Goal of the exercise — Using the entries that follow, collect the lines where the word "blue" appears.

===== Data under study

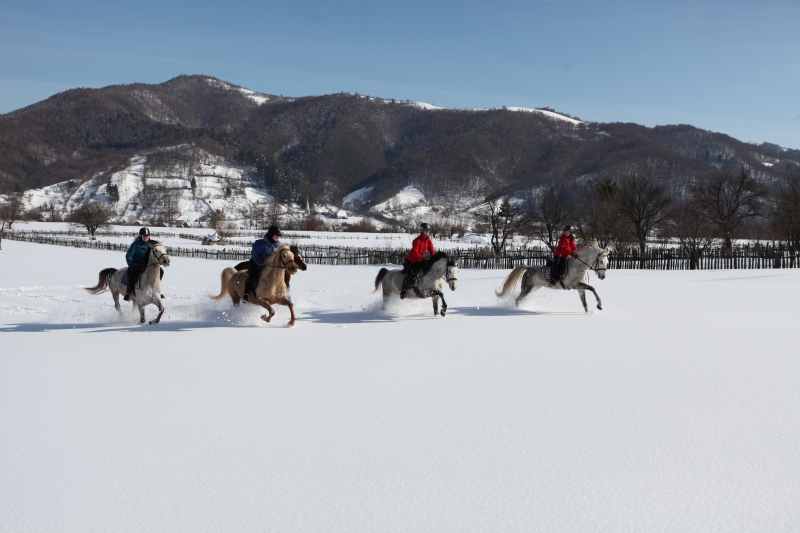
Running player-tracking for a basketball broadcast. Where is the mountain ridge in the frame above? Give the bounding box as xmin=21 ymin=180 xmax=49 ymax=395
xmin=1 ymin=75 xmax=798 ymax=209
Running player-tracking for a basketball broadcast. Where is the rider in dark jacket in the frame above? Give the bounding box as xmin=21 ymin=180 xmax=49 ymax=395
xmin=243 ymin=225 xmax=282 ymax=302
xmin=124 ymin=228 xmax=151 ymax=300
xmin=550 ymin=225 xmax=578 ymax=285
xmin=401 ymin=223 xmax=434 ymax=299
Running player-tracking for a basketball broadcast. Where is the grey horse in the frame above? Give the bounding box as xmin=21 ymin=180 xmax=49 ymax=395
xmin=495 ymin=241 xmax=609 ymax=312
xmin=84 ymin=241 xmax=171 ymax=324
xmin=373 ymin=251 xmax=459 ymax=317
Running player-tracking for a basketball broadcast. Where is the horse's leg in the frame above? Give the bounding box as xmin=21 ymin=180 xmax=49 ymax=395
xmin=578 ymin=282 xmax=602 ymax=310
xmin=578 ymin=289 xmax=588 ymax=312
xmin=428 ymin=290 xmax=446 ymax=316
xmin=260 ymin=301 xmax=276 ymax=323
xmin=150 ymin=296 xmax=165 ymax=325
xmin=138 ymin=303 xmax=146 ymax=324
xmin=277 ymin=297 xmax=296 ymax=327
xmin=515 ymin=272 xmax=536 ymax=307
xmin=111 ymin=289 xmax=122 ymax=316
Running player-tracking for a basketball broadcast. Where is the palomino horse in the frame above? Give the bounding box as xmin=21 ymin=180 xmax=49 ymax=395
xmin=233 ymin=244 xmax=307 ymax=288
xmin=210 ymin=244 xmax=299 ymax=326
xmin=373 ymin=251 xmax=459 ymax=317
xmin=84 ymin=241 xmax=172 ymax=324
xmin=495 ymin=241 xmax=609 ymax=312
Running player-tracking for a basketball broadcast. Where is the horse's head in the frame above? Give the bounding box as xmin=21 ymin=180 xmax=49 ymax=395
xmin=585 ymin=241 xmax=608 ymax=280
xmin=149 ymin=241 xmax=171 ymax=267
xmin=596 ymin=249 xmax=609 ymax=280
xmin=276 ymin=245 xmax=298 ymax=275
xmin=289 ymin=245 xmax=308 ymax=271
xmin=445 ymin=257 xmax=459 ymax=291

==========
===== Data under study

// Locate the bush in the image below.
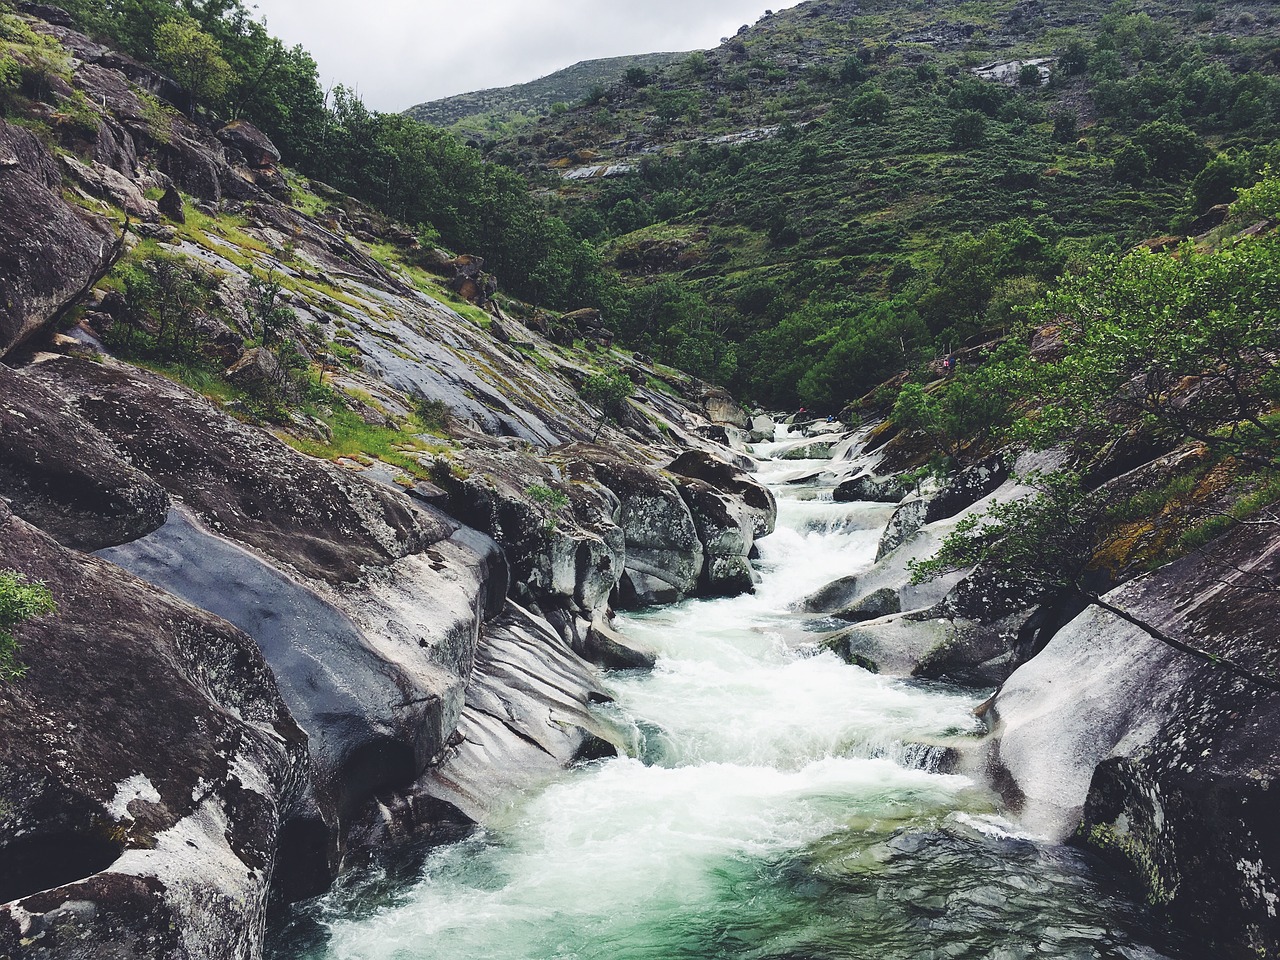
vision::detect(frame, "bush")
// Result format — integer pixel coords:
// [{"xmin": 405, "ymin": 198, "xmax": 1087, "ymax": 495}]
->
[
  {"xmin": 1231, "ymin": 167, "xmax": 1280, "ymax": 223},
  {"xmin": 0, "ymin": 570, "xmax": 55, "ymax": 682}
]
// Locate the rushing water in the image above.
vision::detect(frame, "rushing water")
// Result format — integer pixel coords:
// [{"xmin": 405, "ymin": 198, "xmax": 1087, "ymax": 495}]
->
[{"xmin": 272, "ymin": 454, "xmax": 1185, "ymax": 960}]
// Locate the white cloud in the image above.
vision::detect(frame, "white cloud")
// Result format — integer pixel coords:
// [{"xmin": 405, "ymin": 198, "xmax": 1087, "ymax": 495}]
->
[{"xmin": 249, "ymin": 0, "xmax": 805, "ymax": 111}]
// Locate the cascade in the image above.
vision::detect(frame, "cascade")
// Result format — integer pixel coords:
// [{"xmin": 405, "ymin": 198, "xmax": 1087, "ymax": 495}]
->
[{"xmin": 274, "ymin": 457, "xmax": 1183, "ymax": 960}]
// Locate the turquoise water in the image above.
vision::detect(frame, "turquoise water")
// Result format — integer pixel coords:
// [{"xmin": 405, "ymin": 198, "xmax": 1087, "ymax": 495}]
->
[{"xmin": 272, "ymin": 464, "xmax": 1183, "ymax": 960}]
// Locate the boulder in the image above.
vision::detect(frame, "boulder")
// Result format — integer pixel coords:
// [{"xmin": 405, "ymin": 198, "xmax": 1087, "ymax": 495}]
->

==========
===== Data under study

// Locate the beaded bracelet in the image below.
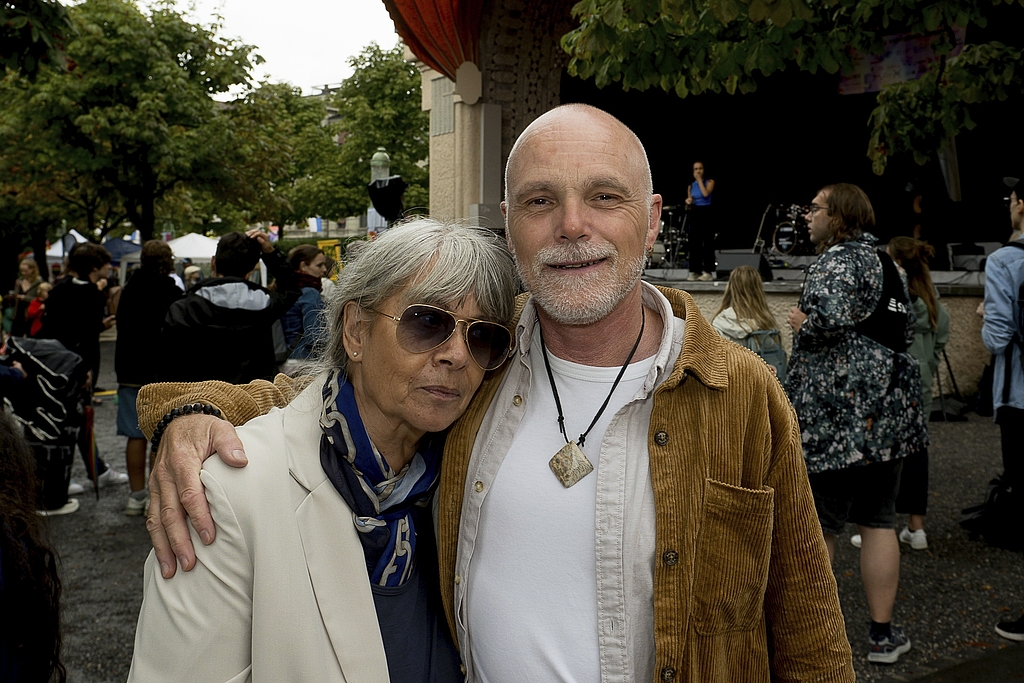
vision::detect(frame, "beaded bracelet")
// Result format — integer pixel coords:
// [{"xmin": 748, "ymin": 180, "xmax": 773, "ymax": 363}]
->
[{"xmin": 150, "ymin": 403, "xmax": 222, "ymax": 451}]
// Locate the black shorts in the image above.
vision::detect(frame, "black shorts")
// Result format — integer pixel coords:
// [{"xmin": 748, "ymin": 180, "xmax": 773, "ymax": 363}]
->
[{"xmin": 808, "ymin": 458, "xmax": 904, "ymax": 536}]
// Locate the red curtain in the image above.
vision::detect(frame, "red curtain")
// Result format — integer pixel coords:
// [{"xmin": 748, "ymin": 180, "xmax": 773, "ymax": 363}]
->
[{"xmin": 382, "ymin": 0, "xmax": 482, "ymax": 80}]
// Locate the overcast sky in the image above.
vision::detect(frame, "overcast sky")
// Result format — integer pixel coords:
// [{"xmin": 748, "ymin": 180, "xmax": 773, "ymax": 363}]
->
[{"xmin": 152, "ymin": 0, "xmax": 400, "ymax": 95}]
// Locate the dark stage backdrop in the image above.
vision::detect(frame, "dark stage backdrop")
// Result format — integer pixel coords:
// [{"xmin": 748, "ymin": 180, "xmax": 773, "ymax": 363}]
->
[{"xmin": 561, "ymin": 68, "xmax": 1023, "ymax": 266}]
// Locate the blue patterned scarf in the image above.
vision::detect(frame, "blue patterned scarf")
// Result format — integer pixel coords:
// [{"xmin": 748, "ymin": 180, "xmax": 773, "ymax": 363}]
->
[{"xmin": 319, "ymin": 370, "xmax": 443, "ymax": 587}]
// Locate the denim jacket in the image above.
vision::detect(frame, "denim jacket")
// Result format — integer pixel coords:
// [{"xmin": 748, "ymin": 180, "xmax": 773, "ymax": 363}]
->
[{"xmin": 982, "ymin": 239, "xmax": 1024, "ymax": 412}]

==========

Result of the exercise —
// Locate the blue patterned scarf in the image above.
vision::detect(frame, "blue patterned scarf")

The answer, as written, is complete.